Your answer must be every line of the data that holds the string "bride".
Segment Start: Dataset
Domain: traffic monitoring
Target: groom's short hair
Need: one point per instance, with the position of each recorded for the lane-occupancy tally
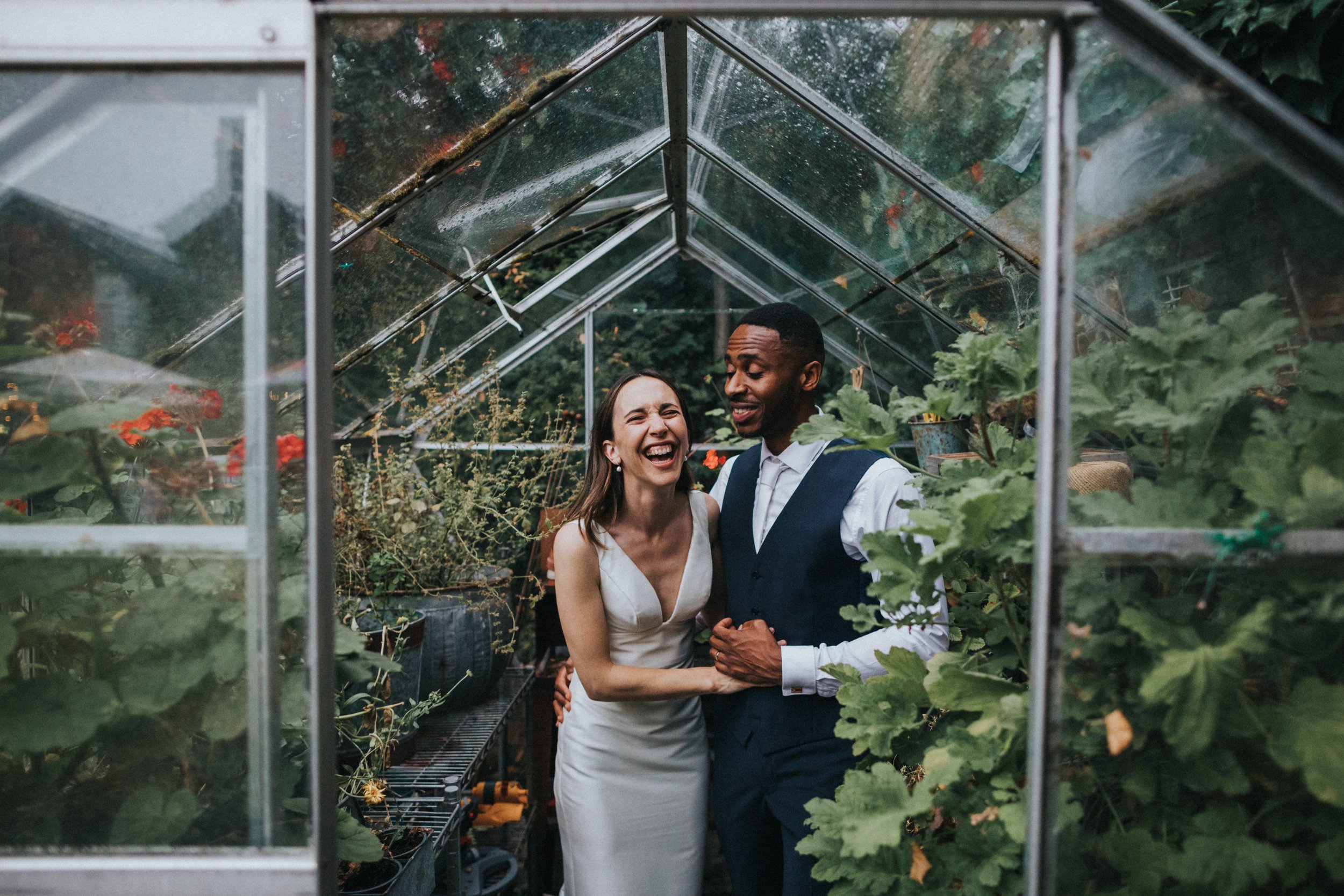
(796, 328)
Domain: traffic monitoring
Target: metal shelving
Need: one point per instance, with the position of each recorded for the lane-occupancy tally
(457, 744)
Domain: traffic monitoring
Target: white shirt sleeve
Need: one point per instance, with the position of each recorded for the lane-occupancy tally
(871, 508)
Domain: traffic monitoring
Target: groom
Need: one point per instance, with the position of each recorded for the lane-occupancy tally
(791, 528)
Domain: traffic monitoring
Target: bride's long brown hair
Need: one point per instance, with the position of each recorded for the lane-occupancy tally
(604, 489)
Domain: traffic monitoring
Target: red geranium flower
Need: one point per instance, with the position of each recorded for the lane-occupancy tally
(237, 454)
(288, 448)
(133, 432)
(192, 406)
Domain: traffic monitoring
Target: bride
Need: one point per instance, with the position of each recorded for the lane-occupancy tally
(635, 564)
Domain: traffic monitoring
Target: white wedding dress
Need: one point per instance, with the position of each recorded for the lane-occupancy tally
(632, 779)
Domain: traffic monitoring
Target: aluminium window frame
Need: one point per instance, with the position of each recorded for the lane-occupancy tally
(217, 38)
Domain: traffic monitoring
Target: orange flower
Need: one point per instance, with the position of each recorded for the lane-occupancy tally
(133, 432)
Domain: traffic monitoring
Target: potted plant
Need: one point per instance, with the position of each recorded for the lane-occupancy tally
(420, 532)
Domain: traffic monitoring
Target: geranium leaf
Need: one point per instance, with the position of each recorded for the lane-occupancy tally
(1307, 731)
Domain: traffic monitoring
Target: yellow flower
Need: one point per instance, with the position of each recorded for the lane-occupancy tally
(374, 792)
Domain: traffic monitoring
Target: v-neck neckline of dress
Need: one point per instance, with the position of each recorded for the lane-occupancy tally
(681, 585)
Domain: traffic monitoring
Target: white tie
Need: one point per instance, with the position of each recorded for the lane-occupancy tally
(765, 496)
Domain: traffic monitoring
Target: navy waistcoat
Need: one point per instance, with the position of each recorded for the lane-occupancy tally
(797, 583)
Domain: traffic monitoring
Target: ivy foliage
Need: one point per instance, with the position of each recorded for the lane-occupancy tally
(1203, 708)
(1296, 47)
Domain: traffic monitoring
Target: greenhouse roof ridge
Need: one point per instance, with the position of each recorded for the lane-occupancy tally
(681, 136)
(1295, 146)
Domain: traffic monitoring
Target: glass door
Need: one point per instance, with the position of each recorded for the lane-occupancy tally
(158, 544)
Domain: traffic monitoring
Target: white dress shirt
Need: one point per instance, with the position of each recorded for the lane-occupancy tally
(871, 508)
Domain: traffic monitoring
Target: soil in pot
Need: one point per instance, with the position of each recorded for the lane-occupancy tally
(463, 626)
(367, 878)
(409, 841)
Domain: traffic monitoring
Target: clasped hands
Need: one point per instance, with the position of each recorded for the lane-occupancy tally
(748, 653)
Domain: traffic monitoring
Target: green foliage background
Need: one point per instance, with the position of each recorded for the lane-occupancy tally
(1296, 47)
(1225, 679)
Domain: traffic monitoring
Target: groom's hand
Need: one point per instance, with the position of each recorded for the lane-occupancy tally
(562, 699)
(749, 653)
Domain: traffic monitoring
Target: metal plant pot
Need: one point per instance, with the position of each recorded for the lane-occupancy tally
(944, 437)
(408, 637)
(463, 628)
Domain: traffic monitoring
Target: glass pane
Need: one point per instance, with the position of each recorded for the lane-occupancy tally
(960, 98)
(734, 252)
(1226, 399)
(124, 700)
(1198, 706)
(812, 166)
(375, 377)
(830, 272)
(612, 205)
(1176, 209)
(405, 92)
(374, 283)
(113, 248)
(982, 286)
(600, 127)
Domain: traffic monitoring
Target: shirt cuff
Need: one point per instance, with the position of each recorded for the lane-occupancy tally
(799, 669)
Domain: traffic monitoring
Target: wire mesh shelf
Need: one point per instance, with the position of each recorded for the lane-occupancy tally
(456, 743)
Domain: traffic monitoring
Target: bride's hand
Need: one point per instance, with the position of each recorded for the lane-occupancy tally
(721, 683)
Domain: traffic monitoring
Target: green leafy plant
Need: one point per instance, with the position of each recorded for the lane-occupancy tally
(1293, 46)
(412, 523)
(1200, 704)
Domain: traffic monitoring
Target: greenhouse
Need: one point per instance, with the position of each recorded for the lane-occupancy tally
(310, 308)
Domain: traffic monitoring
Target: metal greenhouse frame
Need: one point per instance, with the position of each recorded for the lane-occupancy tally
(296, 37)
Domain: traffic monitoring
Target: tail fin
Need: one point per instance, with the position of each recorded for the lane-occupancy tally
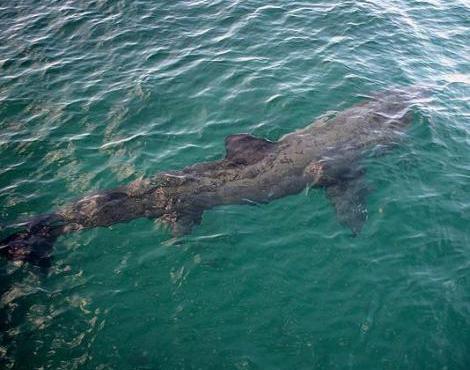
(33, 245)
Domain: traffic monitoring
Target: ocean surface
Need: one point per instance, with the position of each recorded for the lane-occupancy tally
(94, 94)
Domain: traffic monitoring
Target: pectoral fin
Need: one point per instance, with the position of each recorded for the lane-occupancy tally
(348, 196)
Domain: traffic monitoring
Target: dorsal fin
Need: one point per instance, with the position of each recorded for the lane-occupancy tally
(246, 149)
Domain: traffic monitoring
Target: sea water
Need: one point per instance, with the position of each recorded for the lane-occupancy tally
(95, 94)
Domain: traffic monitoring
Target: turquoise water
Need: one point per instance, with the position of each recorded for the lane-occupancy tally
(96, 94)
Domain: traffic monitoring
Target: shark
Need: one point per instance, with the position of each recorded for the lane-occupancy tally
(325, 154)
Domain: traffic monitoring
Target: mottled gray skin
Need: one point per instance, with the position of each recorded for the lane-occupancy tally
(325, 154)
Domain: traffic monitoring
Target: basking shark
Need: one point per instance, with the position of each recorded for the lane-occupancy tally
(325, 154)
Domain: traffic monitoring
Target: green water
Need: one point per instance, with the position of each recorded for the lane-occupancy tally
(99, 93)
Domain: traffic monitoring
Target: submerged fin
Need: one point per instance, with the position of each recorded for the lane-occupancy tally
(246, 149)
(348, 196)
(185, 222)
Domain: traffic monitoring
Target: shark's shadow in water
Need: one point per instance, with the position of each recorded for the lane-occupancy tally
(325, 154)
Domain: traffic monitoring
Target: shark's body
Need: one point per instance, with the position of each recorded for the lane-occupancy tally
(325, 154)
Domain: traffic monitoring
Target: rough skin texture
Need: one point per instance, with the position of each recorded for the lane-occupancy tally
(325, 154)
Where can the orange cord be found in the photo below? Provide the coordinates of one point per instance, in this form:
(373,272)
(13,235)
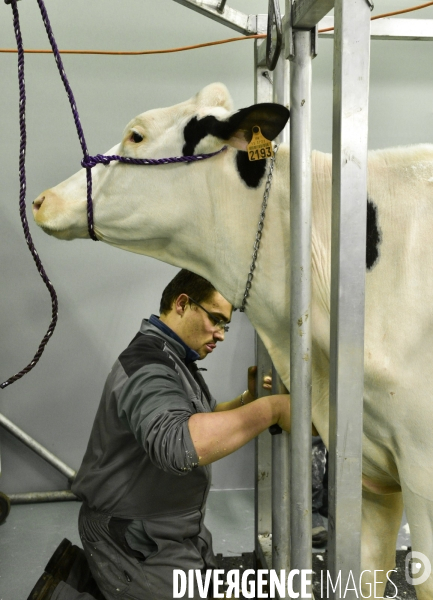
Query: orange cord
(204,45)
(391,14)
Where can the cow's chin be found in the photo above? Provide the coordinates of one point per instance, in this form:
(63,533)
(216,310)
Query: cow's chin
(53,218)
(65,234)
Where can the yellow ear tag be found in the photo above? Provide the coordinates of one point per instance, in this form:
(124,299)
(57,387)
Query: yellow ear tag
(259,147)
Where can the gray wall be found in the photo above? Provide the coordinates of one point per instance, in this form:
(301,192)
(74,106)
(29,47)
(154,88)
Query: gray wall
(104,293)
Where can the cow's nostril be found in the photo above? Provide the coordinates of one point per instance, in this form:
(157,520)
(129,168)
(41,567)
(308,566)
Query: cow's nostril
(38,202)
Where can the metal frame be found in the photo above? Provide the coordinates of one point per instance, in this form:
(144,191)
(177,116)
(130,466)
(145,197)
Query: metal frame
(353,31)
(352,28)
(351,86)
(31,497)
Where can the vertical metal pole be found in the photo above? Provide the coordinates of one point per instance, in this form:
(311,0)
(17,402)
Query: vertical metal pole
(300,302)
(280,491)
(263,443)
(281,441)
(349,205)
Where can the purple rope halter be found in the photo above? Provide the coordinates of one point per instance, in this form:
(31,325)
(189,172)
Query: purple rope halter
(88,163)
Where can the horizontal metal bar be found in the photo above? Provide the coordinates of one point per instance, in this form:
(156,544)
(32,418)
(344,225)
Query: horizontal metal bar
(307,13)
(420,30)
(235,19)
(36,497)
(38,448)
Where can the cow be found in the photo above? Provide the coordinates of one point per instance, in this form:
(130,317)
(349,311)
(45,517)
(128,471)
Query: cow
(203,217)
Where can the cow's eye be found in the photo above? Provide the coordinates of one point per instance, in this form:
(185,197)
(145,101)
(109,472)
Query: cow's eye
(136,137)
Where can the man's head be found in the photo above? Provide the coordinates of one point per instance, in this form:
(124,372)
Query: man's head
(193,309)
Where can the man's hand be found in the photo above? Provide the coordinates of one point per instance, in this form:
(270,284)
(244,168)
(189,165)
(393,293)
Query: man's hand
(221,432)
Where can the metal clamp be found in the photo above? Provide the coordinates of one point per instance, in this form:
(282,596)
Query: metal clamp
(273,44)
(221,6)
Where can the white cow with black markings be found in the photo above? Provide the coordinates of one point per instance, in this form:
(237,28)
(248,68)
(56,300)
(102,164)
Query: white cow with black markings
(204,216)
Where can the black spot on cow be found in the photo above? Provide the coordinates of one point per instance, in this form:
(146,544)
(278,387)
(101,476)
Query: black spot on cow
(374,236)
(251,171)
(196,130)
(271,118)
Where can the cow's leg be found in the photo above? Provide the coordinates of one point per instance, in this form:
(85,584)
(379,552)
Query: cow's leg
(381,519)
(419,513)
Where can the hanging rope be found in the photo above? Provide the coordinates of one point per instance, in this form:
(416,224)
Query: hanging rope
(22,202)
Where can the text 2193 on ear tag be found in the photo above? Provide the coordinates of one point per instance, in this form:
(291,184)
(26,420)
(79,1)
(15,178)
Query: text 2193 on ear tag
(259,147)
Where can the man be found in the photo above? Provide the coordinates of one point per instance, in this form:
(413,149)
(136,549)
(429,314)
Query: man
(145,475)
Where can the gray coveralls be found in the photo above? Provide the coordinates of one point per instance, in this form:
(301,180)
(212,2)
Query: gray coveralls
(143,492)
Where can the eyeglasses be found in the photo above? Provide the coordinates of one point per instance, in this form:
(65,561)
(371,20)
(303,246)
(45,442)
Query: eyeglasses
(219,323)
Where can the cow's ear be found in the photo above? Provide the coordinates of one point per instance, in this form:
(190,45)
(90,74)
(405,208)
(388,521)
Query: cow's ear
(238,129)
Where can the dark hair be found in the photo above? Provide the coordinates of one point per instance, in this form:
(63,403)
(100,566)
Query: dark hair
(187,283)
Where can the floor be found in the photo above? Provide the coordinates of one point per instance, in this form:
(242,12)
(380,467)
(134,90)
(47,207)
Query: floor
(32,532)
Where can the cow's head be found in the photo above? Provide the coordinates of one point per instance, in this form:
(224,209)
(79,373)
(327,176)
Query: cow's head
(170,211)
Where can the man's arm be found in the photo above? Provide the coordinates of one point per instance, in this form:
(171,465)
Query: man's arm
(218,434)
(246,397)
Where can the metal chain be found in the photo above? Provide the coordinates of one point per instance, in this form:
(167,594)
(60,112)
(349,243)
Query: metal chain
(259,231)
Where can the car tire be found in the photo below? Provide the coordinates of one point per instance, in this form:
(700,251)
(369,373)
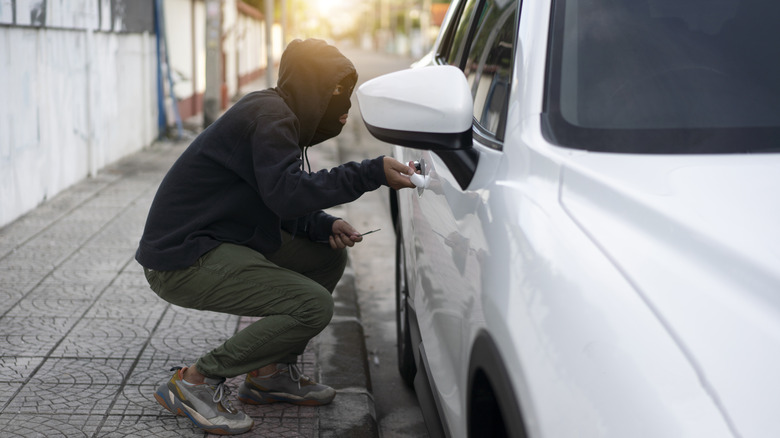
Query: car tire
(406,365)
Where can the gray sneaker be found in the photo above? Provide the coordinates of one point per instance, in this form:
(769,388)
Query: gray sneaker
(288,385)
(205,404)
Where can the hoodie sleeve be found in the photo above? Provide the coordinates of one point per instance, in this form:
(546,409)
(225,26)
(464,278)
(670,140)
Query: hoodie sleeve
(289,191)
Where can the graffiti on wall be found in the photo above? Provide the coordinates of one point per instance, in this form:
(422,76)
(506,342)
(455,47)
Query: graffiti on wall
(126,16)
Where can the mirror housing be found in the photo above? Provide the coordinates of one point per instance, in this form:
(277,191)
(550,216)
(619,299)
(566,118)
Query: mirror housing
(424,108)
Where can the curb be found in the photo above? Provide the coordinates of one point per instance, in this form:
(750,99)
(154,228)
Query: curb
(343,362)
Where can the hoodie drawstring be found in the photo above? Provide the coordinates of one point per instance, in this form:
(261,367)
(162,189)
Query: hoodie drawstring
(306,157)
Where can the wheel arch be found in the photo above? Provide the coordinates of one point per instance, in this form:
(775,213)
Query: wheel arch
(490,391)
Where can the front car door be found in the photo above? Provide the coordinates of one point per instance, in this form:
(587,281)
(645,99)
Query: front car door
(449,247)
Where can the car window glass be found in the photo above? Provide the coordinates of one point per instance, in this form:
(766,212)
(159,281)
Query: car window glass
(461,32)
(488,67)
(664,76)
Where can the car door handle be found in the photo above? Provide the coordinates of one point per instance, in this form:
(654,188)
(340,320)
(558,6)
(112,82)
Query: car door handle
(419,181)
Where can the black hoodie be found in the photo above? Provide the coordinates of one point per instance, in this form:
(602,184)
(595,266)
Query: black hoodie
(242,180)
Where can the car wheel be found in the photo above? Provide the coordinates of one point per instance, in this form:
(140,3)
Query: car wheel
(406,365)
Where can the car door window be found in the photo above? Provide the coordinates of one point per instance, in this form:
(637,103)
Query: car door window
(488,66)
(459,34)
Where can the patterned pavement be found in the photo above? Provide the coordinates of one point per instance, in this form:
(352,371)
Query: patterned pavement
(84,341)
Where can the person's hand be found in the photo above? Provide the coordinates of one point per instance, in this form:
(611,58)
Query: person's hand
(397,174)
(344,235)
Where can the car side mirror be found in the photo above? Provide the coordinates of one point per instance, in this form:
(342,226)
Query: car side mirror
(423,108)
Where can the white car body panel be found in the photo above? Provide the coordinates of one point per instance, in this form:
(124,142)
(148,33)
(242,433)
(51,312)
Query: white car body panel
(638,300)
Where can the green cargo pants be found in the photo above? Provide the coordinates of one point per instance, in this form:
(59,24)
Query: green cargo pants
(291,289)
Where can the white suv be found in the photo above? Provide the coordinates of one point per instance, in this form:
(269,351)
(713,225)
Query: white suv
(594,246)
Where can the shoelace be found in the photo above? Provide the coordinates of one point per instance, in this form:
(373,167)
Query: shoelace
(295,374)
(220,391)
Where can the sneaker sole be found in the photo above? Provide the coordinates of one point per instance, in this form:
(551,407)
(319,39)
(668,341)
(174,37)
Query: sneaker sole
(252,397)
(215,429)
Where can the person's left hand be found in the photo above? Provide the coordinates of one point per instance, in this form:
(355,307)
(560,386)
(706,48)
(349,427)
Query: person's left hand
(344,235)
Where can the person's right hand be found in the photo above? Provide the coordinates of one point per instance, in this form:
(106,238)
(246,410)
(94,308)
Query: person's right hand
(397,173)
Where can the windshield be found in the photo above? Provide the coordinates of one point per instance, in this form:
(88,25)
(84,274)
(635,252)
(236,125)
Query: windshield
(665,76)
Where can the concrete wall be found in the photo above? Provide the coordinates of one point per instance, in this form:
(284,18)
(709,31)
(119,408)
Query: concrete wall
(78,84)
(78,92)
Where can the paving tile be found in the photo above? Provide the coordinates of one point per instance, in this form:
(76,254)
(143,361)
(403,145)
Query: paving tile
(52,398)
(70,426)
(9,298)
(51,306)
(163,425)
(133,276)
(70,277)
(36,325)
(137,400)
(152,372)
(7,391)
(199,323)
(28,345)
(13,275)
(181,351)
(105,338)
(99,259)
(18,369)
(49,290)
(131,307)
(35,258)
(67,371)
(86,347)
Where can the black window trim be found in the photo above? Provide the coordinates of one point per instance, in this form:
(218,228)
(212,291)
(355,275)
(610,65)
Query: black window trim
(558,131)
(480,134)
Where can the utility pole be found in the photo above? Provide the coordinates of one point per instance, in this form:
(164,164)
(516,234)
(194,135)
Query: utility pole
(211,96)
(269,47)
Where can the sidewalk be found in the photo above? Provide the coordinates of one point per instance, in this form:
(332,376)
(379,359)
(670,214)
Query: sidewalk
(84,342)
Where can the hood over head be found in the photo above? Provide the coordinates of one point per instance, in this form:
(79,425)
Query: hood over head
(309,72)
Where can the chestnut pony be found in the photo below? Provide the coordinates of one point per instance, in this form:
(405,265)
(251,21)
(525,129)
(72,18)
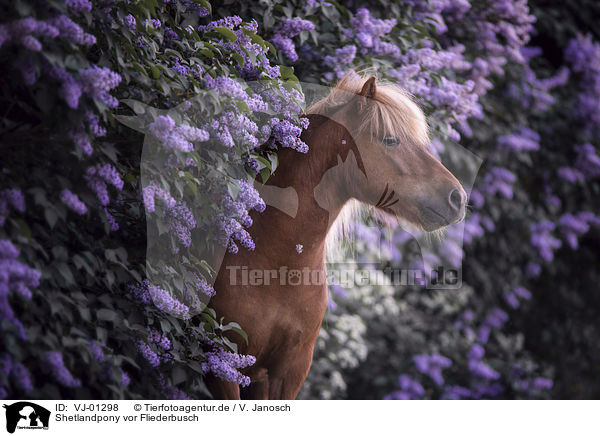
Segment End: Dataset
◆ **Solution for this problem**:
Target: bride's long brown hair
Target: bride
Target: bride's hand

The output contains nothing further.